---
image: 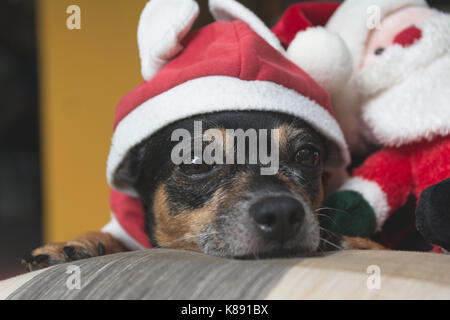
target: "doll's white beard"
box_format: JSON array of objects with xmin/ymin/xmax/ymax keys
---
[
  {"xmin": 362, "ymin": 54, "xmax": 450, "ymax": 146},
  {"xmin": 354, "ymin": 13, "xmax": 450, "ymax": 146}
]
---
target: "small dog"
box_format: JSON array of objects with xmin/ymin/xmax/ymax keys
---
[{"xmin": 23, "ymin": 111, "xmax": 382, "ymax": 270}]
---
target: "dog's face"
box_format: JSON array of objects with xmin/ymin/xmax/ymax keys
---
[{"xmin": 115, "ymin": 112, "xmax": 327, "ymax": 258}]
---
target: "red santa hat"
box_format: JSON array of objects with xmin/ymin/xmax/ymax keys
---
[
  {"xmin": 272, "ymin": 2, "xmax": 353, "ymax": 93},
  {"xmin": 104, "ymin": 0, "xmax": 349, "ymax": 249},
  {"xmin": 326, "ymin": 0, "xmax": 428, "ymax": 66}
]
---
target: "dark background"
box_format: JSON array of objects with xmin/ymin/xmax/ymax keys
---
[{"xmin": 0, "ymin": 0, "xmax": 450, "ymax": 279}]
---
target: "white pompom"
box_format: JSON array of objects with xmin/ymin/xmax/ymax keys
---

☆ ☆ ☆ ☆ ☆ ☆ ☆

» **Short problem**
Arrange every line of the listing above as a Markdown table with the columns "Row" and "Text," numbering the rows and skipping blank lines. Leave the pictures out of the answer.

» **Exercise response**
| Row | Text |
|---|---|
| 1 | --- |
| 2 | image:  |
| 3 | target: "doll's white beard" |
| 4 | box_format: JSON array of objects with xmin/ymin/xmax/ymax keys |
| 5 | --- |
| 6 | [ |
| 7 |   {"xmin": 362, "ymin": 54, "xmax": 450, "ymax": 146}, |
| 8 |   {"xmin": 354, "ymin": 13, "xmax": 450, "ymax": 146} |
| 9 | ] |
| 10 | --- |
| 11 | target: "small dog" |
| 12 | box_format: JSON array of objects with xmin/ymin/xmax/ymax keys |
| 13 | --- |
| 14 | [{"xmin": 23, "ymin": 111, "xmax": 382, "ymax": 270}] |
| 15 | --- |
| 16 | target: "dog's face" |
| 17 | box_format: JSON array of objects with xmin/ymin/xmax/ymax keys |
| 18 | --- |
| 19 | [{"xmin": 115, "ymin": 112, "xmax": 327, "ymax": 258}] |
| 20 | --- |
| 21 | target: "red santa hat" |
| 22 | box_format: JSON array of objects with xmin/ymin/xmax/ymax keys |
| 23 | --- |
| 24 | [ |
| 25 |   {"xmin": 272, "ymin": 2, "xmax": 353, "ymax": 93}, |
| 26 |   {"xmin": 104, "ymin": 0, "xmax": 349, "ymax": 249}, |
| 27 |   {"xmin": 326, "ymin": 0, "xmax": 428, "ymax": 66} |
| 28 | ] |
| 29 | --- |
| 30 | target: "dark background" |
| 31 | box_format: JSON array of objects with xmin/ymin/xmax/ymax keys |
| 32 | --- |
| 33 | [{"xmin": 0, "ymin": 0, "xmax": 450, "ymax": 279}] |
| 34 | --- |
| 35 | target: "white pompom" |
| 36 | box_format: JSON array of objects with xmin/ymin/xmax/ymax keys |
| 37 | --- |